More specifically, the vocabulary of words which is deemed necessary for contemplated speech synthesis is presented to phase vocoder analyzer 10 of FIG. 1 for encoding. Analyzer 10 encodes the words into a plurality of signal pairs, |S1 |, φ1 ; |S2 |, φ2 ; . . . |Si |, φi, . . . |SN |, φN, constituting an |S| vector, and a φ vector where each |Si | and φi, respectively, represent the short-time magnitude spectrum, and the short-time phase derivative spectrum of the speech signal determined at a spectral frequency ω1. The analyzing frequencies, ωi, may be spaced uniformly or nonuniformly throughout the frequency band of interest as dictated by design criteria. The analyzing bands of the phase vocoder of this invention must be wide enough so that several voice harmonics fall into each band. For example, an appropriate set of analyzing bandwidths might be a set of bandwidths which are one octave wide, i.e., 300-600 Hz, 600-1200 Hz, 1200-2400 Hz, etc. The analyzing bands might also be of equal bandwidths. Phase vocoder analyzer 10 may be implemented as described in the aforementioned Flanagan U.S. Pat. No. 3,360,610.
Following encoding by analyzer 10, the |S| and φ analog vectors are sampled and converted to digital format in A/D converter 20. Converter 20 may be implemented as described in the aforementioned Carlson paper. The converted signals are stored in storage memory 30 of FIG. 1, and are thereafter available for the synthesis process. Since each word processed by analyzer 10 is sampled at a relative high rate, e.g. 10 KHz, each processed word is represented by a plurality of |S| vectors and associated φ vectors. These vectors are inserted into memory 30 in a sequential manner in dedicated blocks of memory. Within each block of memory, each pair of |S| and φ vectors is stored in one memory location, and each memory location is subdivided and made to contain the components |Si | and φi of each vector.
Speech synthesis is initiated when a user presents a string of commands to device 40 of FIG. 1 via lead 41. The string of commands dictates to the system the sequence of words which are to be selected from memory 30 and concatenated to form a speech signal. In response thereto, selected blocks of memory are accessed sequentially, and within each memory block all memory locations are accessed sequentially. Each memory location presents to the output port of memory 30 a pair of |S| and φ vectors. Control device 40 operates on the input command string and applies appropriate addresses and READ commands to memory 30. Additionally, device 40 analyzes the word string structure, assigns a pitch-duration value Kpd and an intensity value Kt, and computes an interpolation constant Kc for each accessed memory location, to provide for natural sounding speech having an emphasis pattern which is dependent on the word string structure. A detailed description of control device 40 is hereinafter presented.

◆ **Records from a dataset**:

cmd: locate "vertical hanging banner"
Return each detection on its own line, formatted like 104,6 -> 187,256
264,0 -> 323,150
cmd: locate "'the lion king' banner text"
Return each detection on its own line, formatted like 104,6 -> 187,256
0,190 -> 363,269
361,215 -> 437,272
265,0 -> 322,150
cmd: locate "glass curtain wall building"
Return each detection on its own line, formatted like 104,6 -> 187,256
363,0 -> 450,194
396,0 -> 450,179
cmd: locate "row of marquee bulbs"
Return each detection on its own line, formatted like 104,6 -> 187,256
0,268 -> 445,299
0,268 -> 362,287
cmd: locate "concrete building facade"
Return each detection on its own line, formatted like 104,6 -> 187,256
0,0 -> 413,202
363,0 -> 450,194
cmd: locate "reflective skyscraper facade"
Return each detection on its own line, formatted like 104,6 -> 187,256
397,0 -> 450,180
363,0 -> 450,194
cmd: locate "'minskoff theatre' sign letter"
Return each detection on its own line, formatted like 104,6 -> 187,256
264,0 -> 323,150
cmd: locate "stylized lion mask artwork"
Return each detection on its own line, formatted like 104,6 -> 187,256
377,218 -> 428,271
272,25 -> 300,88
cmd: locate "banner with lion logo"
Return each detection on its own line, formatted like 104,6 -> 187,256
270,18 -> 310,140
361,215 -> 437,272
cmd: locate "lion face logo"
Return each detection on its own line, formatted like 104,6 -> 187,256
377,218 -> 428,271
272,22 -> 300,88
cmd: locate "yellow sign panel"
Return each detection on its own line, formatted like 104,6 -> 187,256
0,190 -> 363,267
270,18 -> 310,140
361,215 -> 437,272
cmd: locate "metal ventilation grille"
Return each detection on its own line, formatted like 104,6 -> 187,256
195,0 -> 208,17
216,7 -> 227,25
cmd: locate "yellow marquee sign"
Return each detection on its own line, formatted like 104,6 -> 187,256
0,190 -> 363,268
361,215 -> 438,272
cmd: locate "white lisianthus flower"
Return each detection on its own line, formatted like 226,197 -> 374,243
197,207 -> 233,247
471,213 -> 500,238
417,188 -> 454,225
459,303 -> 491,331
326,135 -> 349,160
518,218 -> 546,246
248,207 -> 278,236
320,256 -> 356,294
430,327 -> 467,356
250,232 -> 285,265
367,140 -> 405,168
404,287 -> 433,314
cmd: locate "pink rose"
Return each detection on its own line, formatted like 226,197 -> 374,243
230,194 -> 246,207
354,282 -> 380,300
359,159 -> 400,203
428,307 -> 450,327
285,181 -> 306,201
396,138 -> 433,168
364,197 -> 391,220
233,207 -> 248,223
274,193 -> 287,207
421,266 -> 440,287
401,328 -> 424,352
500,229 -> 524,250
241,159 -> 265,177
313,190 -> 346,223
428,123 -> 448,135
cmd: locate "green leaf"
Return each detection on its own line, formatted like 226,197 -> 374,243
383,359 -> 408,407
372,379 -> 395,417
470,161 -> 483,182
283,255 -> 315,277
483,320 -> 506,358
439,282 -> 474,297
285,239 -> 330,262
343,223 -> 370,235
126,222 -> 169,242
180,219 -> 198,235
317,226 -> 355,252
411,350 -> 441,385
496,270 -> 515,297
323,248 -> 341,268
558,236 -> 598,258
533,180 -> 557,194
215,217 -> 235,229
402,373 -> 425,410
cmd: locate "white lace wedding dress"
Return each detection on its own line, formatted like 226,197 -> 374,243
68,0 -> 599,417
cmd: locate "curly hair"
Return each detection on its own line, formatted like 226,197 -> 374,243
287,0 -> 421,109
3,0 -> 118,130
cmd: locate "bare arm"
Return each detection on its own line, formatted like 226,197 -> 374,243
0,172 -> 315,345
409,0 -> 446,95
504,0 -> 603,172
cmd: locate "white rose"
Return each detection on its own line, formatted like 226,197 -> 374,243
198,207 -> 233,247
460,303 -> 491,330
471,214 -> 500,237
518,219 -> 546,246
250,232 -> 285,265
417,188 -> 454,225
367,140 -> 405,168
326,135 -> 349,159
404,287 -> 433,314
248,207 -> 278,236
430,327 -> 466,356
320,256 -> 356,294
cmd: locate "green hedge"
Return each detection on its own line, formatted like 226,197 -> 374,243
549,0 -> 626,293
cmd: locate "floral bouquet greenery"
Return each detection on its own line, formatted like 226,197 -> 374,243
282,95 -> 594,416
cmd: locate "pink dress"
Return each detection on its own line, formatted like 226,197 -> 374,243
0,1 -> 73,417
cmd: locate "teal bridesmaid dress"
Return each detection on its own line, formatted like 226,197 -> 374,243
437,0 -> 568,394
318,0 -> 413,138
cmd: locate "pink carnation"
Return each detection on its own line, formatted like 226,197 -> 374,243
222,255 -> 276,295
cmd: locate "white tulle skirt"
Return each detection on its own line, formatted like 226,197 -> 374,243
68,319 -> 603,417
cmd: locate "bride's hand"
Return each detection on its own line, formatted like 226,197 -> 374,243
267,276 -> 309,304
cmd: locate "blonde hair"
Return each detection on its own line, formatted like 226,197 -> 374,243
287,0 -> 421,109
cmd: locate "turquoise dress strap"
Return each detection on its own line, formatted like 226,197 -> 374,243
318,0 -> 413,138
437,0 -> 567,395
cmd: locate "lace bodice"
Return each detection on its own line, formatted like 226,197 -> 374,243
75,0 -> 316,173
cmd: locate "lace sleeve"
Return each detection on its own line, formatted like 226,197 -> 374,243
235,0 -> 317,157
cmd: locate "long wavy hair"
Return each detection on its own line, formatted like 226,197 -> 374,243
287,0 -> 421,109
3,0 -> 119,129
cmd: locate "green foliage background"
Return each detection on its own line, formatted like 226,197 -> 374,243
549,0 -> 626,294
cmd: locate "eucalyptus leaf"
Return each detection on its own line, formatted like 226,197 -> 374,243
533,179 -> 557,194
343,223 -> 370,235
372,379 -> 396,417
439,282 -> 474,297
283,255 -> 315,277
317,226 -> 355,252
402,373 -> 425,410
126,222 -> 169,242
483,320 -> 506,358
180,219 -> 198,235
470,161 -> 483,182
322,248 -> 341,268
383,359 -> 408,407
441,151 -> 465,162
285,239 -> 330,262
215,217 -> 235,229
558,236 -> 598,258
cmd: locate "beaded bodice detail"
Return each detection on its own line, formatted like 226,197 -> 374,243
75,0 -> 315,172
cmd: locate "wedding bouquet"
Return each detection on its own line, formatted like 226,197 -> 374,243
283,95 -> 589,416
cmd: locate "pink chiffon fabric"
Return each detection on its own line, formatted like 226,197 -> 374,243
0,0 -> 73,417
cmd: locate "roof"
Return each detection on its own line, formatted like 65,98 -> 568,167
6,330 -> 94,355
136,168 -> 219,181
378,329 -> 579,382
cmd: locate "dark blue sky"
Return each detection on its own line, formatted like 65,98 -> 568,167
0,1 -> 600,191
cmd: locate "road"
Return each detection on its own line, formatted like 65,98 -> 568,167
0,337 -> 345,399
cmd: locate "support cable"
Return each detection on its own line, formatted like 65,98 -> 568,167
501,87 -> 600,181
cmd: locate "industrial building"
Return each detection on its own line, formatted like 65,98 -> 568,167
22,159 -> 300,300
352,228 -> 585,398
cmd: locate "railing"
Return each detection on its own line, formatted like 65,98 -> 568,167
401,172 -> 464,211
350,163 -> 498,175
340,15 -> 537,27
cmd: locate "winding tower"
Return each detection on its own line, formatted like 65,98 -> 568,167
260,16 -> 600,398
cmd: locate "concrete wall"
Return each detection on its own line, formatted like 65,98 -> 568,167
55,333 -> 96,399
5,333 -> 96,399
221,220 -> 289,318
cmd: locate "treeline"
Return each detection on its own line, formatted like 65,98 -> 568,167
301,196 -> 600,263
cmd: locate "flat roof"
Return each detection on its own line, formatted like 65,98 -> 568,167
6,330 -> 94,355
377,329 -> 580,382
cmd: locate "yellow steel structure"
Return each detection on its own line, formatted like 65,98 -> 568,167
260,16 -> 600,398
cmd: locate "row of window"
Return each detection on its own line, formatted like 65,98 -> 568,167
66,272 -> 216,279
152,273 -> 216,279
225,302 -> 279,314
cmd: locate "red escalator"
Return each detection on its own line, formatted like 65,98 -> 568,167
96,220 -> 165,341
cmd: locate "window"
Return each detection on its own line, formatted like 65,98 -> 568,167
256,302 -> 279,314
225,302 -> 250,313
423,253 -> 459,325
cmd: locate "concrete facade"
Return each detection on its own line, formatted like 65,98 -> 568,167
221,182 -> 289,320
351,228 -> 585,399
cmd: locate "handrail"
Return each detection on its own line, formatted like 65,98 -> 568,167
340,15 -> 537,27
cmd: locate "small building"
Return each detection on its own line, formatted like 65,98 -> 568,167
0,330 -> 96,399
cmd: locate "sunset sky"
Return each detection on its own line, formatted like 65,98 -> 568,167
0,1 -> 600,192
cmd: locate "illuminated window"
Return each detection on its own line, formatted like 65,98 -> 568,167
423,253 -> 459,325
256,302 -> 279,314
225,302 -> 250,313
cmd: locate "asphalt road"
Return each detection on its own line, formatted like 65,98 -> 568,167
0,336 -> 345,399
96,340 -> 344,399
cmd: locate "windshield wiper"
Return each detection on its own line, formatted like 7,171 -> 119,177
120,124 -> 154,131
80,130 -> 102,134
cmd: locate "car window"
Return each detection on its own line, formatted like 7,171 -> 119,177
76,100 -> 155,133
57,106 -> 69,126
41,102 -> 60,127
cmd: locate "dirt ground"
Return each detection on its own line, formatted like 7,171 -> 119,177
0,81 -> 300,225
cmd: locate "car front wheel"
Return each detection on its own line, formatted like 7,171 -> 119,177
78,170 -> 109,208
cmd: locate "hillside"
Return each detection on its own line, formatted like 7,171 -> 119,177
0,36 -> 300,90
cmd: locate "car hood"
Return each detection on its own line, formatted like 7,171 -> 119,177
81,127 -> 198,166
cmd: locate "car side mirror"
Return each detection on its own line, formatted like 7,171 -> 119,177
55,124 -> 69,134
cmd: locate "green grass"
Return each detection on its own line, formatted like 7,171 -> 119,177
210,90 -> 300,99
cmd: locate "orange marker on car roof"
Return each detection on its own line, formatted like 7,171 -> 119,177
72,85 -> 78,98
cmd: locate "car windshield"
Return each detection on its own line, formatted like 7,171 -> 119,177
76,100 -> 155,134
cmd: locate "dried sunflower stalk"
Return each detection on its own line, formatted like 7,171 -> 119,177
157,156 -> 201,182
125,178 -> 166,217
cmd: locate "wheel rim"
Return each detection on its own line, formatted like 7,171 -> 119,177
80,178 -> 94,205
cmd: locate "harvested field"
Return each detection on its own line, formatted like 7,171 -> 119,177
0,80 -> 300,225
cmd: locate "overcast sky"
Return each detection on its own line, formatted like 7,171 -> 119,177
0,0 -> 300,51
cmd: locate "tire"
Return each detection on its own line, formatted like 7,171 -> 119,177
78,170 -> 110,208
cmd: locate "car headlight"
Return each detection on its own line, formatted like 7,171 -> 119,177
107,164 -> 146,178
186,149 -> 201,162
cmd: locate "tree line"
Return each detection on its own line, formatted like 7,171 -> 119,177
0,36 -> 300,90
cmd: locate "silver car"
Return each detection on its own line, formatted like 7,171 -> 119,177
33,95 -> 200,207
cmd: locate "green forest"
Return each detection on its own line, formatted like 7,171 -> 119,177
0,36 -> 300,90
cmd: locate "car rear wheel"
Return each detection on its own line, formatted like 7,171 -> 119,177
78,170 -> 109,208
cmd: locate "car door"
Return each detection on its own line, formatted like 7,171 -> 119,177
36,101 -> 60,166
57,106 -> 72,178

◆ **Things to do**:
1. Answer these questions about the speech synthesis passage:
(a) How wide must the analyzing bands of the phase vocoder be?
(b) At what example rate is each word processed by analyzer 10 sampled?
(c) Which constant does control device 40 compute for each accessed memory location?
2. Continue the speech synthesis passage from its final sentence.
These records have no connection to the speech synthesis passage.

◆ **Responses by task**:
1.
(a) Wide enough that several voice harmonics fall into each band.
(b) 10 KHz.
(c) An interpolation constant, Kc.

2.
Since the |S| vector signals carry voice pitch information, a lengthening of the periodic detail of the |Si | signals results in a slowing and a lowering of the pitch of the synthesized speech. It can be shown that the lengthening of the φ signals does not translate in frequency and does not cause frequency bandwidth changes characteristic of the "Donald Duck" effect (i.e. large shift of formant frequencies) in "helium" speech and tape recorder speed changes, and in speech uttered in a Helium-Oxygen environment, as described by J. D. MacLean in "Analysis of Speech in a Helium-Oxygen Mixture Under Pressure," Journal of Acoustical Society of America, Vol. 4, No. 3, 1966, p. 625.
This invention controls speech pitch and duration by controlling (lengthening or shortening) the periodic details of the |S| and φ vectors. This control is achieved by repeated accessing of each selected memory location at a fixed high frequency clock rate, fs, and by controlling the number of such repeated accesses. In this manner, speech pitch and speech duration is effectively increased by increasing the number of times each memory is accessed, or decreased by decreasing the number of times each memory location is accessed. That is, if the nominal number of accesses for each memory address is set at some fixed number, say 100, repeated accessing of each memory location of more than 100 times causes a slowdown in the synthesized speech and a lowering of the pitch, and repeated accessing of each memory location of less than 100 times causes a speedup in the synthesized speech and a raising of the pitch. The exact number of times that each memory location is accessed is dictated by control circuit 40 via repeated READ commands on lead 43 for each memory address on lead 42.
The above approach to speech pitch-duration control is illustrated in FIG. 2 which depicts the amplitude of a particular |Si | component as it varies with time. The designation |S| represents the vector |S| at the output of memory 30. In FIG. 2, element 201 represents the value of |Si | at a particular time as it appears at the output of memory 30 in response to the accessing of a particular memory location, v. Element 201 is the first accessing of the vth memory location. Element 202 also represents the value of |Si | at location v, but it is the third time that the location v is accessed. Element 206 represents the value of |Si | at memory location v+1, and it represents the initial accessing of location v+1. If, for example, location v is the last location of a memory block (end of a word), then element 203 represents the value of |Si | at an initial accessing of a new memory block (beginning of a new word) at a memory location u rather than the signal of memory v+1. Element 205 also represents the value of |Si | at location u, but at a subsequent accessing time, and element 204 represents the final accessing of memory location u. The number of times a memory is accessed is dictated by the pitch-duration control constant Kpd from which an interpolation constant Kc is developed in control circuit 40 to actuate a spectral interpolator 90, shown in FIG. 1.
Only the ith component of the |S| vector at the output of memory 30 is illustrated in FIG. 2. Other components of the |S| vector and the components of the φ vector have, of course, different values, but the general staircase shape remains unchanged and the break points due to changes in memory location within a memory block (e.g., time element 206) or due to changes of memory location from one memory block to another (e.g., time element of 205) occur at the same instants of time.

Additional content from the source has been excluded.